Start of Text shown
Not everyone came to the Louvre for purely aesthetic reasons. In the mid-19th century, mothers often chaperoned their copyist daughters, concerned that representations of scantily clad bodies might be corrupting or that male copyists had more on their minds than offers of artistic instruction. To such prospective swains, the 19th-century novelist Champfleury offered an effective approach: “Copy a painting next to hers, then ask to borrow some cadmium or cobalt. Then correct the odious mess of colors she calls a painting (they’re always glad to get advice) and talk about the Old Masters until the Louvre closes and you have to continue the conversation in the street. Improvise the rest.”
By the middle of the 19th century, hundreds of artists were busily copying masterpieces, mainly to satisfy orders from clients. Many visitors, wending through a veritable forest of easels, ordered copies on the spot. Thus the Louvre offered artists the possibility of income (though by the 1890s, photography had reduced demand), as well as a dry and heated place to work.
Still, many of today’s Louvre copyists sell their works. A few art galleries near the museum market them, and some artists, such as Amal Dagher, who has been copying for 30 years and is considered the unofficial dean of Louvre copyists, sell directly to visitors. Born in Lebanon, the affable 63-year-old Dagher studied for four years at Beirut’s Academy of Fine Arts, and later in India, Thailand and Japan, before settling in Paris. He is working on a copy of a portrait of Mademoiselle Caroline Rivière by French neoclassicist Jean-Auguste-Dominique Ingres, who, along with Delacroix, is among the most copied of the Louvre’s masters because of his rigorous composition and subtle coloring. (One of the world’s most famous paintings, Leonardo’s Mona Lisa, is one of the least copied—partly because the crowds that flock to the painting make it hard for an artist to set up an easel and partly because, according to Ferrier, its fame intimidates.)
“Caroline Rivière died at 14, about a year after she posed for Ingres,” says Dagher. “I believe he was trying to present an idealized vision of her. She is almost an Italian Madonna, and the challenge here is to achieve the form that he gave her, making her seem to float above the background.” Despite his many years of copying, Dagher admits to feeling a sort of stage fright every time he faces a blank canvas. “That’s a good sign,” he says. “If you’re too satisfied with yourself, you can’t improve.”
Dagher also values the Louvre for the access it gives him to the public. “Not many people passing through actually buy my copies,” he says, “but often they will ask me to do something else for them.” Some want him to make copies of portraits of their ancestors so they can give them to other family members. One American visitor asked him to paint a reproduction of a Versailles ceiling fresco at the visitor’s home in Connecticut. “The gold-leaf molding alone cost nearly $60,000,” Dagher recalls. “That was a lot more than I asked for doing the painting.”
End of Text shown
Start of Dataset entries
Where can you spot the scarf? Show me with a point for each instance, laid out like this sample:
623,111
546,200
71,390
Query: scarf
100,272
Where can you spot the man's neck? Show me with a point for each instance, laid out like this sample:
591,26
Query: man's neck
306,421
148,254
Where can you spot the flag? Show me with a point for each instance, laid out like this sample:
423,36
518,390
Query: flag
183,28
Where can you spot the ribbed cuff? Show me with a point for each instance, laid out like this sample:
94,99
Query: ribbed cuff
End of Dataset entries
• **Task requirements**
**A.** Copy the passage on Louvre copyists word for word, from "By the middle" to "place to work.".
**B.** Using the passage on Louvre copyists, decide whether each statement agrees with it. Answer yes or no, and quote the words that decide it. (i) Dagher studied for four years at an art academy in Beirut. (ii) The Mona Lisa is one of the Louvre's most copied paintings. (iii) By the 1890s, photography had increased the demand for copies.

• **Exercise solutions**
**A.**
By the middle of the 19th century, hundreds of artists were busily copying masterpieces, mainly to satisfy orders from clients. Many visitors, wending through a veritable forest of easels, ordered copies on the spot. Thus the Louvre offered artists the possibility of income (though by the 1890s, photography had reduced demand), as well as a dry and heated place to work.

**B.**
(i) Yes: "studied for four years at Beirut’s Academy of Fine Arts"
(ii) No: "Leonardo’s Mona Lisa, is one of the least copied"
(iii) No: "by the 1890s, photography had reduced demand"